- Source text -

System design is structured decision-making under constraints. The output is not a diagram—it is clarity on requirements, explicit trade-offs, and a path to evolve when load and features change.

When to Offer This Workflow

Trigger conditions:

  • “Design Twitter/Instagram/WhatsApp” (interview style)
  • Greenfield service, major scale milestone, multi-region, or realtime needs
  • Refactoring monolith—boundaries and data ownership questions

Initial offer:

Use seven stages: (1) clarify requirements, (2) capacity & SLO sketch, (3) high-level architecture, (4) data model & storage, (5) APIs & traffic patterns, (6) reliability & failure modes, (7) trade-offs & evolution. Ask interview mode (time-boxed) vs real project (depth).


Stage 1: Clarify Requirements

Goal: Functional and non-functional requirements explicit.

Functional

  • Core user actions; read vs write ratio; search, ranking, notifications?

Non-functional

  • Scale: DAU, QPS, data size, growth—orders of magnitude OK if unknown
  • Latency: p95/p99 targets; sync vs async acceptable?
  • Consistency: can reads be stale? global ordering needed?

- Material for this task -

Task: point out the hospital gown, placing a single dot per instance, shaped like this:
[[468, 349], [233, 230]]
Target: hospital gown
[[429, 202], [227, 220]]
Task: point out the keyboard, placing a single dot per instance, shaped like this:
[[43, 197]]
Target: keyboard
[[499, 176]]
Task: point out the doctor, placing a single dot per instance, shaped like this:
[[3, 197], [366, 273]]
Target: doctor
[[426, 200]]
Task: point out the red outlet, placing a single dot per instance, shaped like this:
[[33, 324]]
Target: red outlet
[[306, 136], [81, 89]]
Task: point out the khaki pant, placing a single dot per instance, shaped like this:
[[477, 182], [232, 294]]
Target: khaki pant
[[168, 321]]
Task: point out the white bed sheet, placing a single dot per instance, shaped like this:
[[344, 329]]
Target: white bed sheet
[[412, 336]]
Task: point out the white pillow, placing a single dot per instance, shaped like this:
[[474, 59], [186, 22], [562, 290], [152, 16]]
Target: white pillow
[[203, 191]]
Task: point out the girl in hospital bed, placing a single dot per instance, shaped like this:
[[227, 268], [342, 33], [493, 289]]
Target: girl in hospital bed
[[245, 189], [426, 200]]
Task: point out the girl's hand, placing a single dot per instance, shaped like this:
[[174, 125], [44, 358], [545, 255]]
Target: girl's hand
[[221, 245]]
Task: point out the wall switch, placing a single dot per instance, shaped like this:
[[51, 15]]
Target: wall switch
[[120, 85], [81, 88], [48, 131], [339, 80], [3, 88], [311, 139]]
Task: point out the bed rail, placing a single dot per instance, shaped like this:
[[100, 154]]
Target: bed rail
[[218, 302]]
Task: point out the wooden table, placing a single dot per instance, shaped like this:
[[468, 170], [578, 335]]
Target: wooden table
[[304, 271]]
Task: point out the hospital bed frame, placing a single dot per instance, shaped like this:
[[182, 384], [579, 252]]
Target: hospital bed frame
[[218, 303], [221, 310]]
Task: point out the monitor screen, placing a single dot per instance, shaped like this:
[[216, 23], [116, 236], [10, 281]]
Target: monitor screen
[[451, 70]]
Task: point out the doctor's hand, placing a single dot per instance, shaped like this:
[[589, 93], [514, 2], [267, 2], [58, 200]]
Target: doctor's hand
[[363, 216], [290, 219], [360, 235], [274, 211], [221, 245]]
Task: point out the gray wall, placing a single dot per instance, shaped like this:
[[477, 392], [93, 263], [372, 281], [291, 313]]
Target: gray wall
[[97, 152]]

- What to do -
1. Turn the rows into a Markdown table with the columns Number and Row line. Start with the line containing "Task: point out the white bed" and go on through the line containing "[[304, 271]]", both included, leaving out blank lines.
2. Go on with the system design text from the point where it stops.
The system design text and the rows are separate, unrelated material.

- Responses in order -
1.
| Number | Row line |
|---|---|
| 1 | Task: point out the white bed sheet, placing a single dot per instance, shaped like this: |
| 2 | [[344, 329]] |
| 3 | Target: white bed sheet |
| 4 | [[412, 336]] |
| 5 | Task: point out the white pillow, placing a single dot per instance, shaped like this: |
| 6 | [[474, 59], [186, 22], [562, 290], [152, 16]] |
| 7 | Target: white pillow |
| 8 | [[203, 191]] |
| 9 | Task: point out the girl in hospital bed, placing a single dot per instance, shaped like this: |
| 10 | [[227, 268], [342, 33], [493, 289]] |
| 11 | Target: girl in hospital bed |
| 12 | [[245, 189], [426, 200]] |
| 13 | Task: point out the girl's hand, placing a single dot per instance, shaped like this: |
| 14 | [[174, 125], [44, 358], [545, 255]] |
| 15 | Target: girl's hand |
| 16 | [[221, 245]] |
| 17 | Task: point out the wall switch, placing a single dot per instance, shaped like this: |
| 18 | [[51, 15]] |
| 19 | Target: wall switch |
| 20 | [[120, 85], [81, 88], [48, 131], [339, 80], [3, 88], [311, 139]] |
| 21 | Task: point out the bed rail, placing a single dot per instance, shaped like this: |
| 22 | [[100, 154]] |
| 23 | Target: bed rail |
| 24 | [[218, 302]] |
| 25 | Task: point out the wooden table, placing a single dot per instance, shaped like this: |
| 26 | [[468, 170], [578, 335]] |
| 27 | Target: wooden table |
| 28 | [[304, 271]] |

2.
  • Durability: loss tolerance; audit; compliance

Out of Scope

  • Explicitly list non-goals to prevent scope creep in interviews and real life

Exit condition: Problem statement one paragraph; constraints bullet list.


Stage 2: Capacity & SLO Sketch

Goal: Back-of-envelope math to sanity-check bottlenecks.

Rough math

  • Requests/day → QPS peak with 3–10× factor if needed
  • Storage/day; replication multiplier
  • Bandwidth for large payloads (images, video)

SLO mindset

  • Availability vs cost; strong consistency vs latency

Exit condition: Identified likely bottleneck class: DB, network, fan-out, storage.


Stage 3: High-Level Architecture

Goal: Boxes and arrows with reasons.

Typical layers

  • ClientsLB/APIservicescaches/queuesdatabases/object storage
  • CDN for static and cacheable API responses when applicable
  • Async processing for heavy work (indexing, emails, ML)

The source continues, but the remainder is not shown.